◆ Text block:
Mazawa was a daughter. A sister. A 24 year-old senior history major. A member of the FSU family.
She was a young woman who saved the lives of several people, despite knowing her decision to donate her organs – which included her heart, lungs and liver – was an act considered taboo in her homeland of Japan.
Doris Kalohn, who was the recipient of Asako’s liver in 1997, is now 85 years old.
For a time, Mazawa was honored on this campus. Two years after her death, the administration constructed a memorial garden in her name and a portion of her ashes, brought from Japan by her parents, were buried beneath the soil. The burial site was marked with a commemorative placard.
In the 1999 addition of “The Dial,” FSU’s yearbook, it was written, “This garden will forever preserve her memory.”
Unfortunately,the administration could not uphold this wish. The garden was dismantled fourteen years later during the construction of Hemenway Hall.
Mazawa’s ashes were not placed in any sort of temporary memorial. They were not kept in public. Perhaps they could have placed the container holding her ashes in one of the display cases in Dwight Hall with a picture of her beside it.
Instead, the decision was made to hold them in the office of the vice president of Enrollment and Student Development. While perhaps an acceptable short-term solution, as the months passed by, as two years slipped away, Mazawa’s ashes – and her memory – were forgotten by the FSU community.
We at The Gatepost understand why the administration has decided not to mention Asako in its advertisements for the Memorial Grove Dedication Ceremony. The administration would be reminding this campus community of how they bafflingly chose to bury the legacy of a truly astounding hero.
Mazawa’s death occurred nearly two decades ago, but she was still a member of our community, and we, as members of this community, should be aware of what we lost on June 10, 1997.
As in any community, how we honor those we have lost is a reflection of ourselves. This administration has not done right by Asako and her family the past two and a half years. Therefore, they have not done right by this community.
Students, faculty and staff – whether you knew Asako or have never heard of her story before – we at The Gatepost implore you all to attend the Memorial Grove Dedication Ceremony next Thursday, Nov. 12, at 3:30, at the southwest corner of Larned Hall.

◆ Extracted records:
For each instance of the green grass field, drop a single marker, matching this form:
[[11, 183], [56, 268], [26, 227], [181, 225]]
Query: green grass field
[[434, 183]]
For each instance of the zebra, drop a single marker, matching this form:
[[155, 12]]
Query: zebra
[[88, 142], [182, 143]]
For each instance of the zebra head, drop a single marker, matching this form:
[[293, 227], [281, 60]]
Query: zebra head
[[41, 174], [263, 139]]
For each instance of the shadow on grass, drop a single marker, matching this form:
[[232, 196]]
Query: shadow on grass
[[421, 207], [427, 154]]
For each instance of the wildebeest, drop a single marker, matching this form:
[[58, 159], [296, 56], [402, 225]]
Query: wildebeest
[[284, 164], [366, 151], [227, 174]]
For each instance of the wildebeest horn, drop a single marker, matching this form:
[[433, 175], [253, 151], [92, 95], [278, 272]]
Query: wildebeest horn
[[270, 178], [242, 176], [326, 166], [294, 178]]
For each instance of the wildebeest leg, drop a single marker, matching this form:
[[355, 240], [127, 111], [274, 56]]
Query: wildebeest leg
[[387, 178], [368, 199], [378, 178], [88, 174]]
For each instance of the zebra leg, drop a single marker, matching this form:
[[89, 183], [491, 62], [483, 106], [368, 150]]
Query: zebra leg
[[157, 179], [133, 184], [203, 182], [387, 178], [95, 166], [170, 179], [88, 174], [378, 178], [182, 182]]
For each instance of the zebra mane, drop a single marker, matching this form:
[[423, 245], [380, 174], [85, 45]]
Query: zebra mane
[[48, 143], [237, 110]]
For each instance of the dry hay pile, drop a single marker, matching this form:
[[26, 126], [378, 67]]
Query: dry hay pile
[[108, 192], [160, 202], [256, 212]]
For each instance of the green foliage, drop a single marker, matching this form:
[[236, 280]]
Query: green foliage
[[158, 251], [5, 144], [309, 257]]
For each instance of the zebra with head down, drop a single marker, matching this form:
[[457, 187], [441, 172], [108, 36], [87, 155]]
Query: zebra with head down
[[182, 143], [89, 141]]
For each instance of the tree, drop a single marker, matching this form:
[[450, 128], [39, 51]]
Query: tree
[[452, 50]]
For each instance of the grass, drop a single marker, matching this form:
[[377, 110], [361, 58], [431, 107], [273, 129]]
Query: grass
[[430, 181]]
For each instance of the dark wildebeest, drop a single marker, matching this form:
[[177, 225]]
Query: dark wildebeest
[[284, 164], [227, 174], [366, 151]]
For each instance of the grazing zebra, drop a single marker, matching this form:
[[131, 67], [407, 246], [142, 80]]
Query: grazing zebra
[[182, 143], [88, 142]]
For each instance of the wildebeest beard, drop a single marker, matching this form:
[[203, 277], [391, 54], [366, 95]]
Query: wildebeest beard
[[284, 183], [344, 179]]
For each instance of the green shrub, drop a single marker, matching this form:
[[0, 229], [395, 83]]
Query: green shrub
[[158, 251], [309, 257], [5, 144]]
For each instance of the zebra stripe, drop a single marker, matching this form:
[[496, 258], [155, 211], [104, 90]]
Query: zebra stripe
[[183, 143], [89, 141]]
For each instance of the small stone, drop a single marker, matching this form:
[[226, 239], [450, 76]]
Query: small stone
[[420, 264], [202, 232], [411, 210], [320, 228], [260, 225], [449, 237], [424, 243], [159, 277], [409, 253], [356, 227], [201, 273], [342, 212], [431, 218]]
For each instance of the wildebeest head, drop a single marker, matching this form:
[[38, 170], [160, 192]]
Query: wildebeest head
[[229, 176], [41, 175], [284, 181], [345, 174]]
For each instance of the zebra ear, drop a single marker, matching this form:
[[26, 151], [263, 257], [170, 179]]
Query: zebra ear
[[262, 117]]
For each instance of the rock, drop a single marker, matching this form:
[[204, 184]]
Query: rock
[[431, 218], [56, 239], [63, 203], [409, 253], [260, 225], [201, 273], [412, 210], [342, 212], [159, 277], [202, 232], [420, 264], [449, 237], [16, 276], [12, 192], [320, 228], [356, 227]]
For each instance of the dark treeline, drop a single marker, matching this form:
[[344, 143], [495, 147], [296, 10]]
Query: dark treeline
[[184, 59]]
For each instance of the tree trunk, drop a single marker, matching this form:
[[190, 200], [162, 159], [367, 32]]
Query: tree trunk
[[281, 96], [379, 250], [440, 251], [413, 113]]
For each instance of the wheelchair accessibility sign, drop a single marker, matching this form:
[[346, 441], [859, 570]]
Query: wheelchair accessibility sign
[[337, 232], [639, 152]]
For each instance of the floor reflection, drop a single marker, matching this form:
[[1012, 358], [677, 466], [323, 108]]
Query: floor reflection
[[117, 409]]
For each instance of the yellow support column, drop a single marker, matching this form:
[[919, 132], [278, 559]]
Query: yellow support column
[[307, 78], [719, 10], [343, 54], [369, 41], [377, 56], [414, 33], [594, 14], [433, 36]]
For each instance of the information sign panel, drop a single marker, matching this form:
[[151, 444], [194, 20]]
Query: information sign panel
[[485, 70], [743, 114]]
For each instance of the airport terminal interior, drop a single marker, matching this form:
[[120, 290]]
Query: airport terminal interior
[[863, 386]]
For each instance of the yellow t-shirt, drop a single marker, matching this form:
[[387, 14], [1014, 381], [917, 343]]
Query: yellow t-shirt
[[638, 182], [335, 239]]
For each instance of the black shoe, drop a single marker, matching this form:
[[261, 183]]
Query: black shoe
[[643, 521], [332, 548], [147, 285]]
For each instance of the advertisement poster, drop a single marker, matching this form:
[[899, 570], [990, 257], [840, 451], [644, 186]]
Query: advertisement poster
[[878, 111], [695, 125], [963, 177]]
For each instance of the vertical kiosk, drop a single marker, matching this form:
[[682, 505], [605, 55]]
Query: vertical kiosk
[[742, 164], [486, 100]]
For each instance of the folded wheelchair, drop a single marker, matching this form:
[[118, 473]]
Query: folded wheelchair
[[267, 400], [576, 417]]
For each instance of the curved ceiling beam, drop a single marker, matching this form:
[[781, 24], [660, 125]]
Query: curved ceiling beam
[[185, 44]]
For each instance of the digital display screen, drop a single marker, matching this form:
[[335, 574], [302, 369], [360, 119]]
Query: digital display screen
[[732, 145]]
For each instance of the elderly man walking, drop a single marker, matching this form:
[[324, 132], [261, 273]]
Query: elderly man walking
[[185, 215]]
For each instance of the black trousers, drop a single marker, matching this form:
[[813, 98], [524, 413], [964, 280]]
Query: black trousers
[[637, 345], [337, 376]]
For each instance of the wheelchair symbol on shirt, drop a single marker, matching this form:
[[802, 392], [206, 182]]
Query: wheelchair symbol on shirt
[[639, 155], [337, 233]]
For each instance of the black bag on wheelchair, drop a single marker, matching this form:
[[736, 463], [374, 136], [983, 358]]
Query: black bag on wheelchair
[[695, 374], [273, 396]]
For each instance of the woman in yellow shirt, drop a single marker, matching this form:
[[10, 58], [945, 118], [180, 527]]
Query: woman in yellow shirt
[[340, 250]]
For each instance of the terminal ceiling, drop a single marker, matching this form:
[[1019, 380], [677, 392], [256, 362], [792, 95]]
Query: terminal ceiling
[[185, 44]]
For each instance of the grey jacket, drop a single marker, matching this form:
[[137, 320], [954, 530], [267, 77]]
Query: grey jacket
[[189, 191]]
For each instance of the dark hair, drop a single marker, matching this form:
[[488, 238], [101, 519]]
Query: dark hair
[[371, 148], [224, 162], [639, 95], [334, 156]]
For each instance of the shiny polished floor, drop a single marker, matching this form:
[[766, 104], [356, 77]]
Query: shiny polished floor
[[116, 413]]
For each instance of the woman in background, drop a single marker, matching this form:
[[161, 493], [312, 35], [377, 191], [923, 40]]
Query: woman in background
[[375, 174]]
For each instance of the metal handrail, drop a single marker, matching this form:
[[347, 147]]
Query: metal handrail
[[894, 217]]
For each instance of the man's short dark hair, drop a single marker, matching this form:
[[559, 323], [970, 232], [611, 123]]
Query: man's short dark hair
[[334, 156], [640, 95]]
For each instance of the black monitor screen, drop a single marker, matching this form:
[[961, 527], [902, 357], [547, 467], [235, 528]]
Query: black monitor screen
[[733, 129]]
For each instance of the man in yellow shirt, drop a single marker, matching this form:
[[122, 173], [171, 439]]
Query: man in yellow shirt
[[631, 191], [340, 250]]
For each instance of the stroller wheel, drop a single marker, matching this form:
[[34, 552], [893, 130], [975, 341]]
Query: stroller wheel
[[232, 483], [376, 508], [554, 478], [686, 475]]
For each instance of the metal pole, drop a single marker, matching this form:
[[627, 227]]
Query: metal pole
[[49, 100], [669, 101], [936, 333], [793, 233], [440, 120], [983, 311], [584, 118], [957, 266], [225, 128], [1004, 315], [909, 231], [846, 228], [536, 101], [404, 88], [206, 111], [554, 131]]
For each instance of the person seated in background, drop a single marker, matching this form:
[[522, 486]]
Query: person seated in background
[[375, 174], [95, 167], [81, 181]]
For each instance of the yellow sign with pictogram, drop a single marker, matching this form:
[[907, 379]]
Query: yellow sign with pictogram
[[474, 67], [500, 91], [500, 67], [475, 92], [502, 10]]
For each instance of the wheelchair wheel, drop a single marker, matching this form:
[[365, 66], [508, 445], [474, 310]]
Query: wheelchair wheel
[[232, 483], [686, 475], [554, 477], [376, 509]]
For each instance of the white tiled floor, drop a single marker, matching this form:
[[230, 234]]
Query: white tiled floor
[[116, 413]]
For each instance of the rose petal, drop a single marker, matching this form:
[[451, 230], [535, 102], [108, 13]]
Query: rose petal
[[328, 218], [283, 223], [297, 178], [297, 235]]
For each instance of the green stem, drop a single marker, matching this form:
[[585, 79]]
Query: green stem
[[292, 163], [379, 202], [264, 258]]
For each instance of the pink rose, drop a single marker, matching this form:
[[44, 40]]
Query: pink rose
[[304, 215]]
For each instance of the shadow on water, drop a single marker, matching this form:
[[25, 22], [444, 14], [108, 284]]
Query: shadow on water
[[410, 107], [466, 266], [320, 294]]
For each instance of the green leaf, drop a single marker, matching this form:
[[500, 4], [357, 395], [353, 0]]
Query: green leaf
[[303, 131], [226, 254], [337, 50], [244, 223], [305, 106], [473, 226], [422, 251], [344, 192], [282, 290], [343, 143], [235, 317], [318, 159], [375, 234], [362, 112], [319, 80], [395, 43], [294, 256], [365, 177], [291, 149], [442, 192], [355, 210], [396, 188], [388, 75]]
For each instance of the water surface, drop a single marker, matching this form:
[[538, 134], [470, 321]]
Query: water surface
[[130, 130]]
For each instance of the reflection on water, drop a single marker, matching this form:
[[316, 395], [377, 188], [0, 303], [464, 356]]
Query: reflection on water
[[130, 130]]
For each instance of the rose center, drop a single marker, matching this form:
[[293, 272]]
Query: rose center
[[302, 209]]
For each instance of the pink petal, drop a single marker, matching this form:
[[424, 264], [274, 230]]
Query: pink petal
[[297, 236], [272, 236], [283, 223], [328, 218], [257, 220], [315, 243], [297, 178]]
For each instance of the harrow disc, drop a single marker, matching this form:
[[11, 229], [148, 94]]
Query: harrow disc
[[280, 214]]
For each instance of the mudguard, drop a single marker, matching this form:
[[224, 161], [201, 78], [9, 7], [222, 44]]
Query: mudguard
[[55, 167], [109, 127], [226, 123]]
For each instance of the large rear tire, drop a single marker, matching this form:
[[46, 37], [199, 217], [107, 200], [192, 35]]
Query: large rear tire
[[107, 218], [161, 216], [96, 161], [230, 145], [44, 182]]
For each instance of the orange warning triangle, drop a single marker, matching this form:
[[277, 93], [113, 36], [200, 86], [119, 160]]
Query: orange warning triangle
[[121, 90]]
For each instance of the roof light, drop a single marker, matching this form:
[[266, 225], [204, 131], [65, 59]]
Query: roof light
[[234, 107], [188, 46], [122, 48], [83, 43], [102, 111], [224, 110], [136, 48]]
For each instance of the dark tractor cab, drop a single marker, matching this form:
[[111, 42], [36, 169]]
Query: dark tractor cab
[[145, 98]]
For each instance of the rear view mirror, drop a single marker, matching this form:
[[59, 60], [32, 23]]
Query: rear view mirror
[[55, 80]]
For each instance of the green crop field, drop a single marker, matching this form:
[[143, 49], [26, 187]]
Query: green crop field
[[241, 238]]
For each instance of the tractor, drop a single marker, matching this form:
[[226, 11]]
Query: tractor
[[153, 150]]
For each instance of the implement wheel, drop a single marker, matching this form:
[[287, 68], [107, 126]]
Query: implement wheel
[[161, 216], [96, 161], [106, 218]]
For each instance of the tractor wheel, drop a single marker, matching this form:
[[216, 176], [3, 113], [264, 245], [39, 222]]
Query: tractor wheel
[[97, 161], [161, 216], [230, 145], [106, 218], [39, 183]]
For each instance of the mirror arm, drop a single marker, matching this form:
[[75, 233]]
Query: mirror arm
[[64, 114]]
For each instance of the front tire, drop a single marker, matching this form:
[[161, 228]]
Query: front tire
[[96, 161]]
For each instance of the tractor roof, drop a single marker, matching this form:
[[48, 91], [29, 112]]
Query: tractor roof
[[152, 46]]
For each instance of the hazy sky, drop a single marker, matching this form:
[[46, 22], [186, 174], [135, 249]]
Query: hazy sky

◆ Direction: Transcribe the full text about Asako Mazawa's memorial garden word for word.

◆ Solution:
Mazawa was a daughter. A sister. A 24 year-old senior history major. A member of the FSU family.
She was a young woman who saved the lives of several people, despite knowing her decision to donate her organs – which included her heart, lungs and liver – was an act considered taboo in her homeland of Japan.
Doris Kalohn, who was the recipient of Asako’s liver in 1997, is now 85 years old.
For a time, Mazawa was honored on this campus. Two years after her death, the administration constructed a memorial garden in her name and a portion of her ashes, brought from Japan by her parents, were buried beneath the soil. The burial site was marked with a commemorative placard.
In the 1999 addition of “The Dial,” FSU’s yearbook, it was written, “This garden will forever preserve her memory.”
Unfortunately,the administration could not uphold this wish. The garden was dismantled fourteen years later during the construction of Hemenway Hall.
Mazawa’s ashes were not placed in any sort of temporary memorial. They were not kept in public. Perhaps they could have placed the container holding her ashes in one of the display cases in Dwight Hall with a picture of her beside it.
Instead, the decision was made to hold them in the office of the vice president of Enrollment and Student Development. While perhaps an acceptable short-term solution, as the months passed by, as two years slipped away, Mazawa’s ashes – and her memory – were forgotten by the FSU community.
We at The Gatepost understand why the administration has decided not to mention Asako in its advertisements for the Memorial Grove Dedication Ceremony. The administration would be reminding this campus community of how they bafflingly chose to bury the legacy of a truly astounding hero.
Mazawa’s death occurred nearly two decades ago, but she was still a member of our community, and we, as members of this community, should be aware of what we lost on June 10, 1997.
As in any community, how we honor those we have lost is a reflection of ourselves. This administration has not done right by Asako and her family the past two and a half years. Therefore, they have not done right by this community.
Students, faculty and staff – whether you knew Asako or have never heard of her story before – we at The Gatepost implore you all to attend the Memorial Grove Dedication Ceremony next Thursday, Nov. 12, at 3:30, at the southwest corner of Larned Hall.